» Text block:
++++++++++
Brady Reiff (Defensive Lineman)

Measurables: 6’3, 277 lbs.

It’s odd to think of a man Brady Reiff’s size as “small” in any context, but Reiff is undersized for his position relative to his NFL peers. The brother of eight-year NFL veteran offensive tackle Riley Reiff, Brady spent his collegiate career on the defensive side of the ball, starting ten games at defensive tackle in 2019. The best games of his career seemed to come in big moments, as Reiff had strong performances in Iowa’s home bouts against both Penn State and Minnesota last season, providing great pressure up the middle on passing downs. Reiff isn’t likely to be drafted due to his relative lack of size and production but could stick in an NFL camp if given the right opportunity. Riley’s career certainly proves that Brady has the pedigree of a productive NFL player.

Michael Sleep-Dalton (Punter)

Measurables: 6’1, 212 lbs.

It’s very on-brand for Iowa fans to get excited about a graduate transfer punter, but Sleep-Dalton filled an important need for the Hawkeyes during his one season in the black and gold. Not only did the Arizona State transfer earn Honorable Mention All-Conference honors, but he was immortalized as part of the greatest punter’s duel to hit Iowa City in years.

Sleep-Dalton probably won’t get drafted; he’s a punter, and NFL GMs are generally remiss to spend draft picks on specialists unless they absolutely wow at the college level. Still, the Aussie kicker showed some skills for Iowa this season and could get a shot to unseat a sitting veteran if he can impress as an undrafted free agent.

Brady Ross (Fullback)

Measurables: 6’0, 246 lbs.
++++++++++
[Descriptions of regions in natural language]
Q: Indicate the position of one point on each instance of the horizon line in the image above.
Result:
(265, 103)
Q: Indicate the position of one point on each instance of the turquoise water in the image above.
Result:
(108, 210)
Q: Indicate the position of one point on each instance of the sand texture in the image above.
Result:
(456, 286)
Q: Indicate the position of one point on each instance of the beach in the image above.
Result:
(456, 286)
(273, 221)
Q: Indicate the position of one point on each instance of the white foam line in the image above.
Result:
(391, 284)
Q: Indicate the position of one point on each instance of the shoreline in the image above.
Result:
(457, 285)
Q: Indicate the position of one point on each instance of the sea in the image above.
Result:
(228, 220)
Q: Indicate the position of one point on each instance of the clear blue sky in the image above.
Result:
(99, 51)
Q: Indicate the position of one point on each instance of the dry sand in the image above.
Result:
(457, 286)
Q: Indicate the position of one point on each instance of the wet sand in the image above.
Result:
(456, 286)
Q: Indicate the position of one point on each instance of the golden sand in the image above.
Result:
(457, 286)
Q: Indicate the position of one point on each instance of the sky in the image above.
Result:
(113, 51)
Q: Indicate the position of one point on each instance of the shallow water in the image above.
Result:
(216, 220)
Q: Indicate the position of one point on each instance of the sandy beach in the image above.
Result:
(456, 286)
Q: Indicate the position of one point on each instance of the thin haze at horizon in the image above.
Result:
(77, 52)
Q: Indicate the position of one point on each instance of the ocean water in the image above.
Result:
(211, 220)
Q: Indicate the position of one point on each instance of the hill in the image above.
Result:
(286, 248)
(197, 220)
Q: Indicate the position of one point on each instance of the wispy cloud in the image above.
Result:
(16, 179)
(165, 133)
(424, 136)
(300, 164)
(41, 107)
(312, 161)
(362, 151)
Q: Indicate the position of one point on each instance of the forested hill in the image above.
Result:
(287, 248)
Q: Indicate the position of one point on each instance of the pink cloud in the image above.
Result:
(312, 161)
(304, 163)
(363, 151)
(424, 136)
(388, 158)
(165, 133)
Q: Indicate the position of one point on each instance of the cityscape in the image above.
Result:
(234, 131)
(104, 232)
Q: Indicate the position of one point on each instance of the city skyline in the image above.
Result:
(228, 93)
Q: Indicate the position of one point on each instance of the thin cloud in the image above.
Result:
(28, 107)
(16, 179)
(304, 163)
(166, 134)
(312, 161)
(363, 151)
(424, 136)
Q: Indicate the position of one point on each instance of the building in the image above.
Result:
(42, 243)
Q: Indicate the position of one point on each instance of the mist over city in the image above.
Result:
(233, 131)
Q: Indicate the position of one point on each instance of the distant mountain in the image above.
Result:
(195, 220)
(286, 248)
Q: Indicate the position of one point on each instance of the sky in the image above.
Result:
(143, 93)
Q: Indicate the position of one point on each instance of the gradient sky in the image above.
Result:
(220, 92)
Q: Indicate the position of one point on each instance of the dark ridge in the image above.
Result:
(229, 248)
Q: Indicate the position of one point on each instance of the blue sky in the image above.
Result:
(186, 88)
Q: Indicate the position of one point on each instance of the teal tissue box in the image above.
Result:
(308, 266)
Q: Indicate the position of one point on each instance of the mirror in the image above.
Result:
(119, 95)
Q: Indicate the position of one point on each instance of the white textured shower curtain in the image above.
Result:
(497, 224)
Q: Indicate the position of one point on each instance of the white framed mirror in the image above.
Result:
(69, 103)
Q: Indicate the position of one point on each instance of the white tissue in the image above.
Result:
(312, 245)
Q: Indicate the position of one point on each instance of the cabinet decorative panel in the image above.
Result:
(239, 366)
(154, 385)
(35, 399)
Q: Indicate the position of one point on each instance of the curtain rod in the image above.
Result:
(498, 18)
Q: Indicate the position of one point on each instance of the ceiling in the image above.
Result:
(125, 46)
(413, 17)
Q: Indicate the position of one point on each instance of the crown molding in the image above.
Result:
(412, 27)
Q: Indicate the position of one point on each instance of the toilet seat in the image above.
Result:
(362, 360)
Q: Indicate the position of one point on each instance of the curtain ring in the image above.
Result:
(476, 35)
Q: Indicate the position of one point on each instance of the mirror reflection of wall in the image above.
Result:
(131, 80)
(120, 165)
++++++++++
» Instructions:
1. In the Iowa player profiles, which school did Michael Sleep-Dalton transfer from?
2. Retype the Iowa player profiles from "Measurables: 6’3, 277" up to and including "productive NFL player.".
3. Extend the Iowa player profiles, picking up after their last line.
The material comes from a separate source unrelated to the text.

» Per-task outputs:
1. Arizona State

2.
Measurables: 6’3, 277 lbs.

It’s odd to think of a man Brady Reiff’s size as “small” in any context, but Reiff is undersized for his position relative to his NFL peers. The brother of eight-year NFL veteran offensive tackle Riley Reiff, Brady spent his collegiate career on the defensive side of the ball, starting ten games at defensive tackle in 2019. The best games of his career seemed to come in big moments, as Reiff had strong performances in Iowa’s home bouts against both Penn State and Minnesota last season, providing great pressure up the middle on passing downs. Reiff isn’t likely to be drafted due to his relative lack of size and production but could stick in an NFL camp if given the right opportunity. Riley’s career certainly proves that Brady has the pedigree of a productive NFL player.

3.
Fullback is a dying breed at both the college and NFL level, but Ross is a fantastic throwback player to the days when lead blockers out of the backfield were key cogs of any elite offense. Ross wasn’t much of a ball carrier (as his one career touchdown attests to), but he excelled at opening up lanes for others to break off successful runs. Ross doesn’t project as an NFL player; several teams don’t even carry fullbacks on their active rosters anymore, and those who do generally look for players who can either play more of an H-back role such as Kyle Juszczyk or are lead blockers with greater size than Ross. Ross’ best chance to stick at the NFL level is to snag a camp invite and impress teams with his contributions on special teams.

Toren Young (Running Back)

Measurables: 5’11, 223 lbs.

I’m still not 100% sure why Young declared for the NFL Draft, aside from fearing that Tyler Goodson and Mekhi Sargent might crowd him out of the backfield next season. Young is a bruising, powerful runner who was underutilized by Iowa in short-yardage and goal line situations last year, largely because Nate Stanley proved to be such an effective weapon in these situations. But therein lies the problem with Young; he’s a power back who isn’t big and strong enough to stand out at the NFL level, and who lacks the speed to beat defenders in the open field. It’s tough to imagine Young making an NFL roster, but any team would be lucky to have a leader and student of the game of his caliber in their training camp this summer. Hawkeye fans aren’t likely to see Young carry the rock in the NFL, but he did give them plenty of fond memories to cherish in his absence.

Jackson Subbert (Long Snapper)

Measurables: 6’3, 243 lbs.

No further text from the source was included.